**Supplied passage:**
▶

NCT06352710 · RECRUITING

Determining Postoperative Recovery and the Impact of Adverse Events in Neurosurgery Based on Self-reported, App-based Longitudinal Assessment

This study is testing a free smartphone app called OP-Tracker that asks neurosurgery patients to report how they feel before and after their operation — tracking well-being and any complications over a full year. It is not a drug or device trial in the traditional sense. There is no assigned phase. The goal is to improve how surgical outcomes and side effects are measured and reported using patients' own real-time feedback.

You may qualify if

  • Age ≥ 18 years
  • The patient must be able to consent
  • The patient is willing to provide data upon one year after surgery
  • The patient possesses and is capable of using a smartphone (Android or iOS operative systems)

◀

**Problems to solve:**
- 1) Rewrite the trial listing from "Determining Postoperative Recovery" to "own real-time feedback.", renaming "OP-Tracker" to "PostOp-Tracker".
- 2) Answer these questions using the trial listing.
(a) What is the smartphone app in the study called?
(b) Over what length of time does the app track well-being and complications?
(c) Which smartphone operating systems does the listing name?

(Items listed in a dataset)
▶

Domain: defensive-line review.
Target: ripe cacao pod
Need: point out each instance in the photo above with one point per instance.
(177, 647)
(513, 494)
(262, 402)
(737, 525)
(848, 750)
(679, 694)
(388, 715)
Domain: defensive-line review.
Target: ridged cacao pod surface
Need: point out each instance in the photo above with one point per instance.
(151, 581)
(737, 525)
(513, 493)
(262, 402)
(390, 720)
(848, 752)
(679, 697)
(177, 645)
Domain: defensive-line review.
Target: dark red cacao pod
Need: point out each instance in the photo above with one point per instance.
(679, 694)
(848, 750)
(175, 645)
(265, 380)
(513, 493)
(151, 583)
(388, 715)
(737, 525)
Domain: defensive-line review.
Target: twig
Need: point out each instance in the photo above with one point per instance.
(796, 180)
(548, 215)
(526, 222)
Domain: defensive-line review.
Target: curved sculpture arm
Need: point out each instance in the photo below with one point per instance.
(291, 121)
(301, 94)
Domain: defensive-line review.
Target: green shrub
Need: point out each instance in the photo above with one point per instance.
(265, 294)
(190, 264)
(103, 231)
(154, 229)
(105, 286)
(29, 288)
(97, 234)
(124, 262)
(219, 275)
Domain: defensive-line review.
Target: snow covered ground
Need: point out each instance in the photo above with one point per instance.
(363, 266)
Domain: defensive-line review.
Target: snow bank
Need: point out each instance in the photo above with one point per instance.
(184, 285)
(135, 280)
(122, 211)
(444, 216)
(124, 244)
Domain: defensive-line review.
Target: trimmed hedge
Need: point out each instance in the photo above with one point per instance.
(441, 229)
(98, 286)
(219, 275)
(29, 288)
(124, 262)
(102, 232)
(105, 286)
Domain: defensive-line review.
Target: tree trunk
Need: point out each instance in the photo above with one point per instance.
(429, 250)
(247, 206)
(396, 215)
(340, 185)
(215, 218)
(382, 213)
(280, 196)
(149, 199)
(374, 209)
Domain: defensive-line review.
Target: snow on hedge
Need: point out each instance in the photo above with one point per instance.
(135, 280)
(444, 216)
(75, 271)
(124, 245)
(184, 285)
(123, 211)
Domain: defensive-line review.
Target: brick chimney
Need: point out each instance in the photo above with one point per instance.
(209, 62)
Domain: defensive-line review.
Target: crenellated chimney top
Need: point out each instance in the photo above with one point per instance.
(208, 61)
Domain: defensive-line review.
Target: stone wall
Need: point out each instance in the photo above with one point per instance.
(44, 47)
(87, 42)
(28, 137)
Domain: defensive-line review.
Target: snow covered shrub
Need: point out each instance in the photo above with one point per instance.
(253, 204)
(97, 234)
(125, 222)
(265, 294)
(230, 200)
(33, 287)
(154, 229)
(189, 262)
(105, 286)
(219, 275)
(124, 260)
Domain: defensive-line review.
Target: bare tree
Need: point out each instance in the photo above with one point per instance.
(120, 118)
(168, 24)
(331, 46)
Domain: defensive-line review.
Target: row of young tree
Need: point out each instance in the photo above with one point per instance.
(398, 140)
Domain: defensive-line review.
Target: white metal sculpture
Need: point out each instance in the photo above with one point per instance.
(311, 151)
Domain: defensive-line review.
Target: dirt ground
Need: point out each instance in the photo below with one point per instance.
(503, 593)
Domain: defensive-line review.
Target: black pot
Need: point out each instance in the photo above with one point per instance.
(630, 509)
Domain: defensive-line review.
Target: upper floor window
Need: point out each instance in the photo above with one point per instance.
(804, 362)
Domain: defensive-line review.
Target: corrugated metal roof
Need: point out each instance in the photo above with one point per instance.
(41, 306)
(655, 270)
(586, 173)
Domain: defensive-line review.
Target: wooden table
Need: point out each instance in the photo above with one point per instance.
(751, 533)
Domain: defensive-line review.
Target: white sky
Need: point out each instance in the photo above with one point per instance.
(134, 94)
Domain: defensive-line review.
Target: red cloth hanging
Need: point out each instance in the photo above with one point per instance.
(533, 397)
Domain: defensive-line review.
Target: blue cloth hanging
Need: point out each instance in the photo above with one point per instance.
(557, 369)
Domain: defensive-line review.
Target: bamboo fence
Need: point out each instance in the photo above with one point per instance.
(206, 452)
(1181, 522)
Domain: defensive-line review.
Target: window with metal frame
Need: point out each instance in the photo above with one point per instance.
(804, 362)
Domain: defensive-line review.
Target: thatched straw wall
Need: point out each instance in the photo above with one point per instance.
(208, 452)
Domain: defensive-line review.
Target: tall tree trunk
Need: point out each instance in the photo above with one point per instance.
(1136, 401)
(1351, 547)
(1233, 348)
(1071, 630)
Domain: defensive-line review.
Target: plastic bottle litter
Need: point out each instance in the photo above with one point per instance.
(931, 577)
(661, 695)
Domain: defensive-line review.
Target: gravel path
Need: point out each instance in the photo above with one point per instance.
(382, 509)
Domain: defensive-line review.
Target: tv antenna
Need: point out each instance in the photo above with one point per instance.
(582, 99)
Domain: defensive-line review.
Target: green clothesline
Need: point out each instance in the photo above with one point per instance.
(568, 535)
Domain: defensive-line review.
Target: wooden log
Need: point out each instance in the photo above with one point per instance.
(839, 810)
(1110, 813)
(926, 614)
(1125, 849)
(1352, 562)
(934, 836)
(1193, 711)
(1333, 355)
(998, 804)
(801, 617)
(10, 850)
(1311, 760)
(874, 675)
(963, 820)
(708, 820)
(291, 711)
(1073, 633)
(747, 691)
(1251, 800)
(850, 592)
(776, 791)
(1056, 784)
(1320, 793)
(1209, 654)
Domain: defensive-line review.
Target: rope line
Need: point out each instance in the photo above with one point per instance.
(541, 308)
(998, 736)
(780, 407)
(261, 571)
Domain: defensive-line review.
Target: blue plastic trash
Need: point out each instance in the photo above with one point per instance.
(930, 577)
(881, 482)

◀

**Expected responses:**
- 1)
Determining Postoperative Recovery and the Impact of Adverse Events in Neurosurgery Based on Self-reported, App-based Longitudinal Assessment

This study is testing a free smartphone app called PostOp-Tracker that asks neurosurgery patients to report how they feel before and after their operation — tracking well-being and any complications over a full year. It is not a drug or device trial in the traditional sense. There is no assigned phase. The goal is to improve how surgical outcomes and side effects are measured and reported using patients' own real-time feedback.

- 2)
(a) OP-Tracker
(b) A full year
(c) Android and iOS